┌─ Raw records

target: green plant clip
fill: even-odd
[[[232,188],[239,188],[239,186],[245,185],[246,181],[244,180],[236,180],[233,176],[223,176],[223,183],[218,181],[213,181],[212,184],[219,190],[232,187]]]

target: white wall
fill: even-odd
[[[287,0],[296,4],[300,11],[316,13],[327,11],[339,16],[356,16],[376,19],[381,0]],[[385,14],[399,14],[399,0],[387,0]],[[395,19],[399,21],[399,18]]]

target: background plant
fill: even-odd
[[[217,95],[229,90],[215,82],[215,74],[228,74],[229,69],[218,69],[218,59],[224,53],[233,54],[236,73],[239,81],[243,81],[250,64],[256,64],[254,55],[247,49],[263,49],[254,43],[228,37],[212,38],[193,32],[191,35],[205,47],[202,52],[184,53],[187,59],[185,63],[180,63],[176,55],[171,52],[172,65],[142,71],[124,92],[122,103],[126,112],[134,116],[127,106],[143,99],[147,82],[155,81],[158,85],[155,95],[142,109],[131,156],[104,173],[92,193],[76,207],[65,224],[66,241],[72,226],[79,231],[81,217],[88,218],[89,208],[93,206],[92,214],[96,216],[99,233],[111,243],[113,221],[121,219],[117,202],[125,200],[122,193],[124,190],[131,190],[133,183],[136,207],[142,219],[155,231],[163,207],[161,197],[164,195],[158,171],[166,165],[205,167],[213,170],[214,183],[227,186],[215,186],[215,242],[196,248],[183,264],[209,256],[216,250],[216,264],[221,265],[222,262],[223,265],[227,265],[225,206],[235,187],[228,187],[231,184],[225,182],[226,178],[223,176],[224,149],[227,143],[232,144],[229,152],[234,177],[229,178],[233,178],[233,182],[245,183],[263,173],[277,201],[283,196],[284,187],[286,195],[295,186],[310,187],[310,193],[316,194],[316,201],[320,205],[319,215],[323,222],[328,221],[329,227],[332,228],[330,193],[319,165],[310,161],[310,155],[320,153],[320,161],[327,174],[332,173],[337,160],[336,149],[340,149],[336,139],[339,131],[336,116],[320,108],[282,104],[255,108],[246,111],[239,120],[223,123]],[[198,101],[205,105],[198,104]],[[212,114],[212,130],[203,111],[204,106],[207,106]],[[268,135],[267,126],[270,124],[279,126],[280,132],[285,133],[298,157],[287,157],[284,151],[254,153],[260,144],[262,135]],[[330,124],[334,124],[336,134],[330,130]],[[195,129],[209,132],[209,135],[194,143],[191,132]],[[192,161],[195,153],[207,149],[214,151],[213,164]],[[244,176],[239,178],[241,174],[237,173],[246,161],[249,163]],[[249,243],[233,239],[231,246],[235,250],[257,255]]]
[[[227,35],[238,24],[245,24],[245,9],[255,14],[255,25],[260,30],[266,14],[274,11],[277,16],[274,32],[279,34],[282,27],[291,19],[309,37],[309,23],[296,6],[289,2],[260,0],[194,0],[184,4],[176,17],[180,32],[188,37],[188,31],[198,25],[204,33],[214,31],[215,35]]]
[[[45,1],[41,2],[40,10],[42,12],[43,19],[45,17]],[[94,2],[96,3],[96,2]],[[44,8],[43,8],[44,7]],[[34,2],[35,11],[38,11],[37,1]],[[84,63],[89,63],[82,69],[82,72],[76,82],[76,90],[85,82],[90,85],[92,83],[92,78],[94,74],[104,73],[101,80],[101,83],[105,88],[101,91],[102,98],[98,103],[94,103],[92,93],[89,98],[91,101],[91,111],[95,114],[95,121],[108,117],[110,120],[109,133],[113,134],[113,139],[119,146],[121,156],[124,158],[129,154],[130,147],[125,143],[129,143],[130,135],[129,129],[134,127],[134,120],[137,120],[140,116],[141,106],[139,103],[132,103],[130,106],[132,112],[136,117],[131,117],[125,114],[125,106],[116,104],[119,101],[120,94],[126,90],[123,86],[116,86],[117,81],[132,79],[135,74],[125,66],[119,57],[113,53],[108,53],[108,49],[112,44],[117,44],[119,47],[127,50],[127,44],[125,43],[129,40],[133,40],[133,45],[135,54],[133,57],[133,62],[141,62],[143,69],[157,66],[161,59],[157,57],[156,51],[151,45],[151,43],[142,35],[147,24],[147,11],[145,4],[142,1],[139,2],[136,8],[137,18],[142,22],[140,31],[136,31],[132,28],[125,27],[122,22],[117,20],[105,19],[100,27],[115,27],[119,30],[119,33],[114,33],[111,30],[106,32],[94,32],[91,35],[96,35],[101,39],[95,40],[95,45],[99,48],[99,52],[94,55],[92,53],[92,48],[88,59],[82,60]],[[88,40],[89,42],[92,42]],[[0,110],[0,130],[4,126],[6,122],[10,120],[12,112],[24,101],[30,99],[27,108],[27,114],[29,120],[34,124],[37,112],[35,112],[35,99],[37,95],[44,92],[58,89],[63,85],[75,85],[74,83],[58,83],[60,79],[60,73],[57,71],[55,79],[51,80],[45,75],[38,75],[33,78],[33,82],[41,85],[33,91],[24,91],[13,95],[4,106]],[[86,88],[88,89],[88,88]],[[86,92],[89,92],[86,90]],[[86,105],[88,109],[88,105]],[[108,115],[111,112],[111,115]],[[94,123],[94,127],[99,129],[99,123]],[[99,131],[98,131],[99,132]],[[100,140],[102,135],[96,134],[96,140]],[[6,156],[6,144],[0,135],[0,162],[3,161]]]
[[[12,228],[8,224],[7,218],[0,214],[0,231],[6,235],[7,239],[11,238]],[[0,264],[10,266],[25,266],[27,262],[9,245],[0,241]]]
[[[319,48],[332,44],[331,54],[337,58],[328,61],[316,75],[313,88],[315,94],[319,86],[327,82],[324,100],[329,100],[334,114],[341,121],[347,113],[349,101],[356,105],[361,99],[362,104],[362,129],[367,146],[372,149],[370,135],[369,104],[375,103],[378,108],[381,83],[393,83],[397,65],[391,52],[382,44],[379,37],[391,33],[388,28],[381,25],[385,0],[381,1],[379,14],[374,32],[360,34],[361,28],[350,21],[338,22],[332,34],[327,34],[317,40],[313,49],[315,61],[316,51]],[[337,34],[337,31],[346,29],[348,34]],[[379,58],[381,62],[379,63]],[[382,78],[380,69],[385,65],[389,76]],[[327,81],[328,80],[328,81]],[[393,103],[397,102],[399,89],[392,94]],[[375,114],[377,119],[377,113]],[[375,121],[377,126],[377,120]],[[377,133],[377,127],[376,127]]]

└─

### Aim
Return all of the data precisely as it appears.

### Completed exercise
target: green plant clip
fill: even-odd
[[[232,188],[239,188],[239,186],[245,185],[246,181],[244,180],[236,180],[233,176],[223,176],[223,183],[218,181],[213,181],[212,184],[219,190],[232,187]]]

target: white wall
fill: even-odd
[[[287,0],[296,4],[300,11],[316,13],[327,11],[339,16],[356,16],[376,19],[381,0]],[[385,14],[399,14],[399,0],[387,0]],[[395,19],[399,21],[399,18]]]

target: background plant
fill: even-odd
[[[217,95],[229,90],[215,82],[215,74],[228,74],[229,69],[218,69],[218,59],[224,53],[233,54],[236,73],[239,81],[243,81],[250,64],[256,64],[254,55],[247,49],[263,49],[254,43],[228,37],[212,38],[193,32],[191,35],[205,47],[202,52],[184,53],[187,59],[185,63],[180,63],[176,55],[171,52],[172,65],[142,71],[124,92],[122,103],[126,112],[134,116],[127,106],[143,99],[147,82],[155,81],[158,85],[155,95],[142,109],[131,156],[104,173],[92,193],[76,207],[65,224],[66,241],[72,226],[79,231],[81,217],[88,218],[89,208],[93,206],[92,214],[96,216],[99,233],[111,243],[113,221],[121,219],[117,202],[125,200],[122,193],[124,190],[131,190],[133,183],[136,207],[142,219],[155,231],[163,207],[161,197],[164,195],[158,171],[166,165],[205,167],[213,170],[214,183],[227,186],[215,186],[215,242],[196,248],[183,264],[209,256],[216,250],[216,264],[221,265],[222,262],[223,265],[227,265],[225,206],[235,187],[228,187],[231,184],[225,182],[226,178],[223,176],[224,149],[227,143],[232,144],[229,152],[234,177],[229,178],[233,178],[233,182],[245,183],[263,173],[277,201],[283,196],[284,187],[286,195],[295,186],[310,187],[310,193],[316,194],[316,201],[320,205],[319,215],[323,222],[328,221],[329,227],[332,228],[330,193],[319,165],[310,161],[310,155],[320,153],[320,161],[327,174],[332,173],[337,160],[336,149],[340,149],[336,139],[339,131],[336,116],[320,108],[282,104],[255,108],[246,111],[239,120],[223,123]],[[198,101],[205,105],[198,104]],[[212,114],[212,130],[203,111],[204,106],[207,106]],[[268,135],[267,126],[270,124],[279,126],[280,132],[285,133],[298,157],[287,157],[284,151],[254,153],[260,144],[262,135]],[[330,124],[334,124],[336,134],[330,130]],[[195,129],[209,132],[209,135],[194,143],[191,132]],[[192,161],[195,153],[207,149],[214,151],[213,164]],[[244,176],[239,178],[241,174],[237,173],[246,161],[249,163]],[[249,243],[233,239],[231,246],[235,250],[257,255]]]
[[[227,35],[238,24],[245,24],[245,9],[255,14],[255,25],[260,30],[266,14],[274,11],[277,16],[274,32],[279,34],[282,27],[291,19],[309,37],[309,23],[296,6],[289,2],[260,0],[194,0],[184,4],[176,17],[180,32],[188,37],[188,31],[198,25],[204,33],[214,31],[215,35]]]
[[[45,1],[41,2],[40,10],[42,12],[43,19],[45,17]],[[94,2],[96,3],[96,2]],[[44,8],[43,8],[44,7]],[[34,2],[35,11],[38,11],[37,1]],[[84,63],[89,63],[82,69],[82,72],[76,82],[76,90],[85,82],[90,85],[92,83],[92,78],[94,74],[104,73],[101,80],[101,83],[105,88],[101,91],[102,98],[98,103],[94,103],[92,93],[89,98],[91,101],[91,111],[95,114],[95,121],[108,117],[110,120],[109,133],[113,134],[113,139],[119,146],[121,156],[124,158],[129,154],[130,147],[125,143],[129,143],[130,135],[129,129],[134,127],[134,120],[137,120],[140,116],[141,106],[139,103],[132,103],[130,106],[132,112],[136,117],[131,117],[125,114],[125,106],[116,104],[119,101],[120,94],[126,90],[123,86],[116,86],[117,81],[132,79],[135,74],[125,66],[119,57],[113,53],[108,53],[108,49],[112,44],[117,44],[119,47],[127,50],[127,44],[125,43],[129,40],[133,40],[133,45],[135,54],[133,57],[133,62],[141,62],[143,69],[157,66],[161,59],[157,57],[156,51],[151,45],[151,43],[142,35],[147,24],[147,11],[145,4],[142,1],[139,2],[136,8],[137,18],[142,22],[140,31],[136,31],[132,28],[125,27],[122,22],[117,20],[105,19],[100,27],[115,27],[119,30],[119,33],[114,33],[111,30],[106,32],[94,32],[91,35],[96,35],[101,39],[95,40],[95,45],[99,48],[99,52],[94,55],[92,53],[92,48],[88,59],[82,60]],[[88,40],[89,42],[92,42]],[[0,110],[0,130],[4,126],[6,122],[10,120],[12,112],[24,101],[30,99],[27,108],[27,114],[29,120],[34,124],[37,112],[35,112],[35,99],[37,95],[44,92],[58,89],[63,85],[75,85],[74,83],[58,83],[60,79],[60,73],[57,71],[55,79],[51,80],[45,75],[38,75],[33,78],[33,82],[41,85],[33,91],[24,91],[13,95],[4,106]],[[86,88],[88,89],[88,88]],[[86,92],[89,92],[86,90]],[[86,105],[88,109],[88,105]],[[108,115],[111,112],[111,115]],[[94,123],[94,127],[99,129],[99,123]],[[99,131],[98,131],[99,132]],[[100,140],[102,135],[96,134],[96,140]],[[6,156],[6,144],[0,135],[0,162],[3,161]]]
[[[12,228],[8,224],[7,218],[0,214],[0,231],[6,235],[7,239],[11,238]],[[0,264],[10,266],[25,266],[27,262],[9,245],[0,241]]]
[[[319,48],[332,44],[331,54],[337,58],[328,61],[316,75],[313,88],[315,94],[319,86],[327,82],[324,100],[329,100],[334,114],[341,121],[347,113],[349,101],[356,105],[361,99],[362,104],[362,129],[367,146],[372,149],[370,135],[369,104],[375,103],[378,108],[381,83],[393,83],[397,65],[391,52],[382,44],[379,37],[391,33],[388,28],[381,25],[385,0],[381,1],[379,14],[374,32],[360,34],[361,28],[350,21],[338,22],[332,34],[327,34],[317,40],[313,49],[315,61],[316,51]],[[337,34],[337,31],[346,29],[348,34]],[[379,58],[381,62],[379,63]],[[382,78],[380,69],[385,65],[389,76]],[[327,81],[328,80],[328,81]],[[393,103],[397,102],[399,89],[392,94]],[[375,114],[377,119],[377,113]],[[375,121],[377,126],[377,120]],[[377,133],[377,127],[376,127]]]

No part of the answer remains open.